◆ Directions: Output the records that follow exactly as they are written.

[Stored data entries]
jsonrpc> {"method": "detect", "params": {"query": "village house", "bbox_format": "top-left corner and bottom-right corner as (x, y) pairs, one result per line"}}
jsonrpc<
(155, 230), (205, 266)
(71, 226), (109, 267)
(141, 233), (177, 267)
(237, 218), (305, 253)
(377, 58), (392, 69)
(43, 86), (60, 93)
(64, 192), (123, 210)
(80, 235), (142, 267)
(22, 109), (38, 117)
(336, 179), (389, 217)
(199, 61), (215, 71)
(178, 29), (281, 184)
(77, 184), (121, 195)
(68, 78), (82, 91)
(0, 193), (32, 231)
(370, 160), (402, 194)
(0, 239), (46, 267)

◆ Result for this exercise:
jsonrpc> {"method": "detect", "params": {"query": "village house", "bbox_format": "top-left corner and bottom-right corner as (x, y) pairs, one result per line"}}
jsonrpc<
(155, 230), (205, 266)
(71, 226), (109, 267)
(141, 233), (177, 267)
(237, 218), (305, 253)
(377, 58), (392, 69)
(43, 86), (60, 93)
(64, 192), (123, 210)
(80, 235), (142, 267)
(22, 109), (38, 117)
(336, 179), (389, 217)
(199, 61), (215, 71)
(178, 29), (281, 184)
(77, 184), (121, 195)
(68, 78), (82, 91)
(0, 193), (32, 231)
(370, 160), (402, 194)
(0, 239), (46, 267)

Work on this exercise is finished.